***** EXERCISE DATA

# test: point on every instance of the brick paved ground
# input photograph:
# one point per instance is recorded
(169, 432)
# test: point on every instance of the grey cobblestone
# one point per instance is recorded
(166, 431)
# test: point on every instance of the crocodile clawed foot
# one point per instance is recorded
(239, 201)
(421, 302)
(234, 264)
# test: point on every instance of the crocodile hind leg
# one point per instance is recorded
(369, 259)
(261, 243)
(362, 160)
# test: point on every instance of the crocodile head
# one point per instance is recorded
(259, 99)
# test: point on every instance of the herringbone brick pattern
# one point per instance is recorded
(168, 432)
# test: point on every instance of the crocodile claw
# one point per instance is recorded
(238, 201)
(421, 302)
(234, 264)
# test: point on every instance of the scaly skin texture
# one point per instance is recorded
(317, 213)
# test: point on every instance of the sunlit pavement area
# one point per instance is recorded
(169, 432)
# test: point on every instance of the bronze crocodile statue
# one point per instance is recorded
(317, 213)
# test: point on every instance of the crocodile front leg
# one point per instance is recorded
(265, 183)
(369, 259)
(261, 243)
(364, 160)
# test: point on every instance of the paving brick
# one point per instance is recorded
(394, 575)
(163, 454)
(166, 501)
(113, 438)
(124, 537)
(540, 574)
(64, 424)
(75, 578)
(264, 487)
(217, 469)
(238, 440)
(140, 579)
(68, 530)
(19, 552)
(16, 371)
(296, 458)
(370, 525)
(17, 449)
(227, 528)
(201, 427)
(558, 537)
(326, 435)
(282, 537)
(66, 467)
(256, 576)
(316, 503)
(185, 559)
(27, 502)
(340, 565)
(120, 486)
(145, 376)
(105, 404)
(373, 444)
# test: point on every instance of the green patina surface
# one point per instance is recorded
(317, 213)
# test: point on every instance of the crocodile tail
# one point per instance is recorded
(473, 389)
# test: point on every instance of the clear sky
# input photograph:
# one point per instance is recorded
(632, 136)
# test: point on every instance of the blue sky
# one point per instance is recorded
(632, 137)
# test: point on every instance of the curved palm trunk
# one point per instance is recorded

**********

◆ TASK TO COMPLETE: Copy the material above line for line, from the first line through the last, with no changes.

◆ WRITTEN ANSWER:
# test: point on every instance of the brick paved ground
# input photograph:
# one point per instance is recorded
(169, 432)
# test: point on every instance of the grey cobblestone
# one point per instance is recorded
(166, 431)
# test: point on every instance of the crocodile clawed foot
# one point per instance is recorded
(239, 201)
(421, 302)
(234, 264)
# test: point on every instance of the crocodile hind leg
# one point per instance is recorded
(369, 259)
(261, 243)
(362, 160)
# test: point on every instance of the crocodile head
# one point per instance is recorded
(259, 99)
# test: point on every instance of the herringbone brick pattern
# one point per instance is recorded
(168, 432)
# test: point on every instance of the crocodile claw
# one point per instance is recorded
(238, 201)
(421, 302)
(234, 264)
# test: point on every instance of the scaly skin texture
# one point per instance is recorded
(317, 213)
# test: point on every instance of the sunlit pavement area
# one point per instance is recorded
(169, 432)
# test: point on every instance of the bronze crocodile statue
# one point per instance is recorded
(317, 213)
# test: point on every instance of the crocodile front leg
# one point per instance is recorded
(265, 183)
(369, 259)
(261, 243)
(364, 160)
# test: point on every instance of the paving brick
# one point per instance is recorded
(394, 575)
(163, 454)
(166, 501)
(113, 438)
(124, 537)
(540, 574)
(64, 424)
(75, 578)
(264, 487)
(217, 469)
(238, 440)
(140, 579)
(68, 530)
(19, 552)
(16, 371)
(296, 458)
(370, 525)
(17, 449)
(227, 528)
(201, 427)
(558, 537)
(326, 435)
(282, 537)
(66, 467)
(256, 576)
(316, 503)
(185, 559)
(27, 502)
(340, 565)
(120, 486)
(145, 376)
(105, 404)
(373, 444)
# test: point on every instance of the green patina surface
# one point per instance is recorded
(317, 213)
# test: point on every instance of the crocodile tail
# one point per instance is recorded
(473, 389)
# test: point on every instance of the clear sky
# input photograph:
# one point per instance is recorded
(632, 136)
# test: point on every instance of the blue sky
# one point per instance is recorded
(632, 137)
# test: point on every instance of the curved palm trunk
# one point per instance is recorded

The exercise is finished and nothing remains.